起業してから特に大変だったことを伺えますか。

たくさんあります。まず、モバイル胎児モニタの開発です。起業前から、大きなメーカーが存在するだろうと踏んでいて、そこと提携しようと考えていたのですが、蓋を開けてみるとそもそも医療機器とIoT機器の両方を開発出来るメーカーがありませんでした……そこで、自分たちで開発することにしました。1974年に胎児モニタの原理を発明した原量宏(はら・かずひろ)教授が香川大学にいらっしゃるのですが、その方に顧問になっていただき、技術指導を受けました。また、原先生から、当時鹿児島大学にいらっしゃった(現在は香川大学に在籍)世界初の胎児モニタ開発者である竹内康人教授を紹介いただいたりもしました。こういった方々にお力添えいただいて、モバイル胎児モニタ製作に取り掛かることができました。実際の利用に耐えうるかどうか、タイでプロトタイプの実証実験を行ったのですが、改善が必要な点が大量にあり苦労しました。使いやすさと性能、両方を兼ね備えたIoTデバイスを作るのがこうも大変なのかと、心が折れそうでした。一方で、現地の方の期待を一心に受けていた実感も持てたため、絶対に実現したいと、改善に取り組みました。

プロトタイプを重ねて型が定まってくると、今度は医療機器の認定を取るというハードルがありました。現在は日本での認定も取得していますが、その取得のためにはそもそも業務許可も取る必要があり、ベンチャーには難しいといわれる製造業、製造販売業といったライセンスも取得しました。医療機器認証が取得できたのは2018年5月。なので開発と認証で、製品化まで足かけ3年くらいかかっていますね。

credit: Melody International

資金調達はいかがでしたか。

2016年に日本政策金融公庫から資本性ローンで4,000万円を調達しています。そこからは地元の名士の方々にプレゼンを行い、2018年まではエンジェル投資で資金調達してきました。総務省の「I-Challenge!」にも応募し、総額5,000万円程度の助成金を頂いて開発費用に充てました。このプログラムは、事業化を支援するアクセラレーターとのマッチングもしてくれるというものだったのですが、ここでSARRの松田さんと出会い、後に出資もしていただいています。医療機器認証を取得後最初に出資いただいたのが栖峰投資ワークス。Deeptechやハードウェアのプロダクトは投資家の方でも知見が深い方がまだ少ないこともあり、手あたり次第相談するのではなく、理解のある投資家へのアプローチに徐々に絞っていっています。2020年にはCESのJ-startupブースに出展、その時に知り合ったMonozukuri Venturesにも出資をいただきました。その間、70社近く投資家回りをしたもののなかなかマッチングしづらい時期もありましたが、売上が立つようになってぽつぽつと決まっていきました。直近では京都大学の京都iCAPに1億5,000万円を出資いただいています。
____
▸ **作業指示 1**:
次の(a)〜(c)が文書抜粋の内容と一致するか、それぞれ「はい」か「いいえ」で答え、判断の決め手となる本文の語句をそのまま引用せよ。(a) 医療機器認証を取得したのは2018年5月である。(b) 起業前に提携を考えていたメーカーと組んで開発を進めた。(c) プロトタイプの実証実験はタイで行われた。
▸ **作業指示 2**:
文書抜粋によると、2016年に日本政策金融公庫から資本性ローンで調達した金額はいくらか。
▸ **作業指示 3**:
モバイル胎児モニタ開発をめぐるインタビューを、最後の文の後から続けよ。
このデータは本文とは関係がない。

(コレクションから抽出したデータ)
____
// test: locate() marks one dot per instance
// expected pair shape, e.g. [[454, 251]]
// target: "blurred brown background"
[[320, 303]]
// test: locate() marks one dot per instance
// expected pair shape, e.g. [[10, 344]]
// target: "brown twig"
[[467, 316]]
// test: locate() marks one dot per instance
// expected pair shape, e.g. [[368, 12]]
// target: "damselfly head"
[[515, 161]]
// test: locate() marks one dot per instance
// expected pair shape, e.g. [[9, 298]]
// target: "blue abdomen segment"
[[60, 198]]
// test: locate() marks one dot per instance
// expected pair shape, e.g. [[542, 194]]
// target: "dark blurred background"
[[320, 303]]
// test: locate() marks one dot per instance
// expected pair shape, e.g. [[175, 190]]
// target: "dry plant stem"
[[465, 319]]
____
▸ **想定解答 1**:
(a) はい:「医療機器認証が取得できたのは2018年5月。」
(b) いいえ:「蓋を開けてみるとそもそも医療機器とIoT機器の両方を開発出来るメーカーがありませんでした」
(c) はい:「タイでプロトタイプの実証実験を行った」

▸ **想定解答 2**:
4,000万円。

▸ **想定解答 3**:
組織風土、採用方針についてお伺いできますか。

我々のミッションは「世界中のお母さんに安心、安全を届ける」ことです。先ずは足元からと思い、社員各自の家庭に対する価値観を大事にするようにしています。ベンチャーというと24時間働いているイメージですが、逆に福利厚生の充実、時短勤務、子どもの送り迎えへの配慮なども積極的に行っています。

グローバル展開についてお伺いできますか。

医療従事者や妊婦さんから求めてもらえるところがあればどこでも行きたいな、と思っています。一方で、妊娠から出産、そして育児というのは、その土地のカルチャーが如実に反映されるライフイベントでもあります。その場所、コミュニティでの文化をしっかり理解し、慎重にローカライズを進めていきたいと考えています。2021年にはタイでFDAライセンスを取得し、チェンマイ大学のスタートアップ向け施設にオフィスも開設し、現地スタッフを1名採用しました。東南アジア向けのMelody iのクラウドサーバーも運用しはじめたので、タイを拠点に東南アジアへ展開を始めます。また、中東を拠点とする事業会社とも提携し、中東・アフリカ諸国での展開を進められればと考えています。

研究職の女性就職が難しかったことが逆に起業につながった

学生時代、どう過ごされたかお伺いできますか。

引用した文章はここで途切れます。